:: Задание 1 ::
Выпишите из отрывка о Маркузе все словосочетания со словом «одномерный» (в любой форме) из самого первого предложения.
:: Задание 2 ::
Пожалуйста, перепишите слово в слово фрагмент отрывка о Маркузе, начиная со слов «Если суровые пуритане» и продолжая вплоть до слов «понятие аффирмативной культуры.».

:: Исходный отрывок ::
------------------------------

Одномерный человек, одномерная культура,
одномерное мышление. Общество одномерных
людей – это общество людей, живущих анонимно,
обезличено, людей, которые с момента своего
рождения штампуются на уровне чувственности
и на уровне желаний. Важнейшая, на мой
взгляд, мысль Маркузе, что раб современности
– это счастливый раб, который больше
не мечтает перерезать цепи и сбежать,
не мечтает вырваться. Одномерность означает
плоскость «производить-потреблять».
Причём акцент делается не на то, чтобы
производить, а на то, чтобы потреблять.
Если суровые пуритане у Макса Вебера
жили чтобы производить и считали роскошь
грехом, всё вкладывали в бизнес, то современный
человек – гедонист и потребитель. «Анимизм
есть одушевление вещей, а индустриализм
есть овеществление души», - говорил Маркузе.
На мой взгляд, важнейшее понятие
у Маркузе – понятие аффирмативной культуры.
Аффирмативный характер культуры – низведение
всей европейской философской традицией,
которая является идеалистической, цивилизации,
всего материального до «низшего» мира,
не имеющего значения по сравнению с «высшим»
интеллектуальным царством, где правит
Идея. Почему Маркузе критикует культуру
буржуазной эпохи и считает опасным идеализм
классической немецкой традиции? Потому
что такая культура утверждает лучший,
более ценный мир, который отличен от фактического
мира постоянной борьбы за существование,
однако может быть реализован каждым индивидом
«изнутри», для себя, без трансформации
фактического положения дел. Маркузе
считает, что идеалистическая культура,
которая либо постоянно отсрочивает удовлетворение,
либо превращает его в стремление к недостижимому
– так классическое буржуазное искусство
расположило свои идеальные формы на таком
расстоянии о повседневности, что люди,
погруженные в страдание, могут вновь
открыть себя только посредством прыжка
в совершенно иной мир,- что сдерживает
действительное удовлетворение индивидов.

------------------------------

:: Материал ::

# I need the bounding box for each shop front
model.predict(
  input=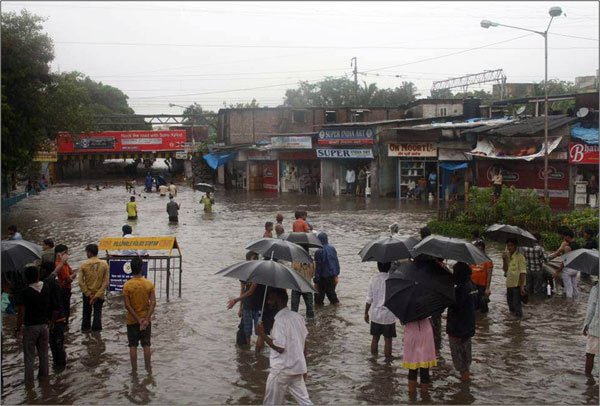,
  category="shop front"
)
[246,150,279,192]
[271,135,321,194]
[316,126,375,196]
[569,142,600,207]
[476,158,569,209]
[387,142,441,199]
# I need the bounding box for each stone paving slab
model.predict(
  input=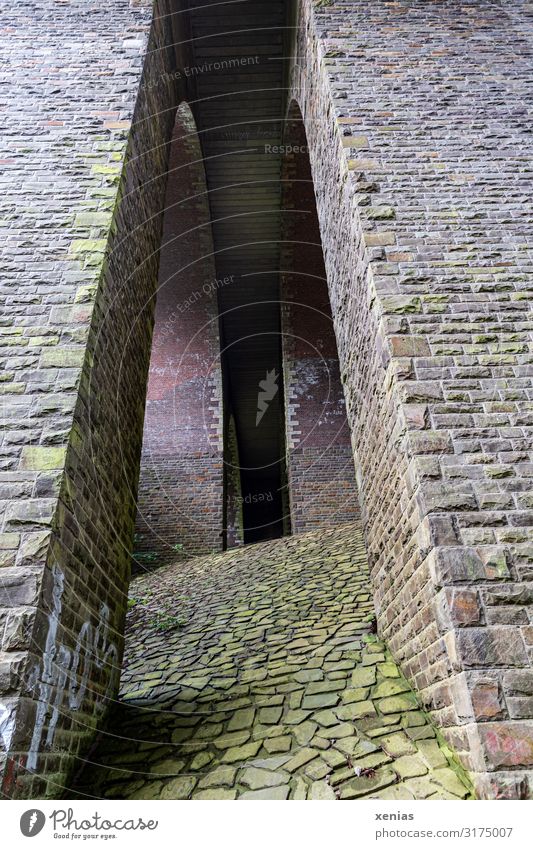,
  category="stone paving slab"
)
[69,524,472,800]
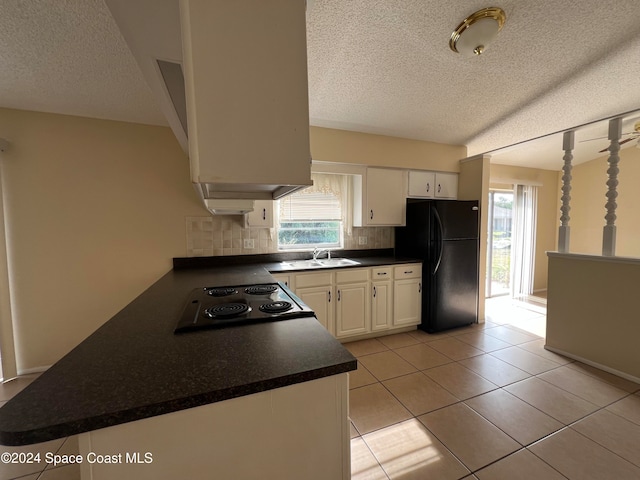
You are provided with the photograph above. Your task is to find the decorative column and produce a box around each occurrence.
[558,130,575,253]
[602,118,622,257]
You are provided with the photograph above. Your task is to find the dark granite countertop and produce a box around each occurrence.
[0,265,357,445]
[0,254,415,445]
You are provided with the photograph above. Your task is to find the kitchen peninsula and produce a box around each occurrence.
[0,265,356,479]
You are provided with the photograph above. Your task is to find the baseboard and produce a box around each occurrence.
[544,345,640,384]
[18,365,51,376]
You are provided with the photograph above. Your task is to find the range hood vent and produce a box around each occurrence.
[156,58,189,137]
[204,199,253,215]
[105,0,312,210]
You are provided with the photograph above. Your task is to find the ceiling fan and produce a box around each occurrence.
[582,121,640,153]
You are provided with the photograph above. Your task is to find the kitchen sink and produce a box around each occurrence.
[280,258,360,270]
[316,258,360,267]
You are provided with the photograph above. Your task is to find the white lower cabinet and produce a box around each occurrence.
[274,263,422,339]
[393,264,422,327]
[336,268,371,338]
[292,270,335,335]
[371,267,393,332]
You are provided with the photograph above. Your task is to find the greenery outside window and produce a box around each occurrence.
[278,174,348,250]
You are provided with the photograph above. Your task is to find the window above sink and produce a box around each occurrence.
[277,173,350,253]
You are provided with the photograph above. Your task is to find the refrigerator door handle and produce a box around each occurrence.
[431,207,444,275]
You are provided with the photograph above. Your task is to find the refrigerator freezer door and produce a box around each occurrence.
[422,239,478,332]
[432,200,480,240]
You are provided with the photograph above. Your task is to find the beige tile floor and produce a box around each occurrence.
[345,298,640,480]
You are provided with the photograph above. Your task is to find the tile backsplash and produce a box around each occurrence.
[186,215,393,257]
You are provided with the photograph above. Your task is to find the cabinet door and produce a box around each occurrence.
[244,200,273,228]
[296,286,334,335]
[271,273,295,291]
[371,280,393,332]
[354,168,406,226]
[393,278,422,326]
[336,282,370,338]
[408,171,436,198]
[435,173,458,198]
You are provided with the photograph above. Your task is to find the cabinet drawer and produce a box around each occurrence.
[336,268,369,283]
[371,267,393,282]
[295,272,333,289]
[393,263,422,280]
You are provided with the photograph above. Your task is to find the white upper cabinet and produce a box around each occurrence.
[409,170,436,198]
[180,0,311,200]
[244,200,274,228]
[407,170,458,199]
[353,168,407,227]
[435,173,458,198]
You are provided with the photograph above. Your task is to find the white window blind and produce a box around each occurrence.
[280,192,342,222]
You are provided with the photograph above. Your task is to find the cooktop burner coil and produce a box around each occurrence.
[205,287,238,297]
[258,301,293,313]
[204,303,251,318]
[244,285,278,295]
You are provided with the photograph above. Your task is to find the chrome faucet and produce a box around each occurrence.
[313,247,331,260]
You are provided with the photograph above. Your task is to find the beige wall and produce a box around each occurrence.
[569,147,640,257]
[458,155,490,322]
[0,109,206,371]
[490,164,560,290]
[311,127,467,172]
[546,253,640,381]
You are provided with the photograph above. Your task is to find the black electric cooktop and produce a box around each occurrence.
[174,283,315,333]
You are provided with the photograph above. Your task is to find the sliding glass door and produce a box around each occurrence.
[487,190,513,297]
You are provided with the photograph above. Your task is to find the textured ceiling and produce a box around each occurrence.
[0,0,166,125]
[0,0,640,168]
[308,0,640,163]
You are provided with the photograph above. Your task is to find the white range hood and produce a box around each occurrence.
[105,0,312,213]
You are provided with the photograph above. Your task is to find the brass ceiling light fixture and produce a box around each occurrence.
[449,7,507,57]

------------------------------

:: Ответ 1 ::
Одномерный человек; одномерная культура; одномерное мышление.

:: Ответ 2 ::
Если суровые пуритане у Макса Вебера
жили чтобы производить и считали роскошь
грехом, всё вкладывали в бизнес, то современный
человек – гедонист и потребитель. «Анимизм
есть одушевление вещей, а индустриализм
есть овеществление души», - говорил Маркузе.
На мой взгляд, важнейшее понятие
у Маркузе – понятие аффирмативной культуры.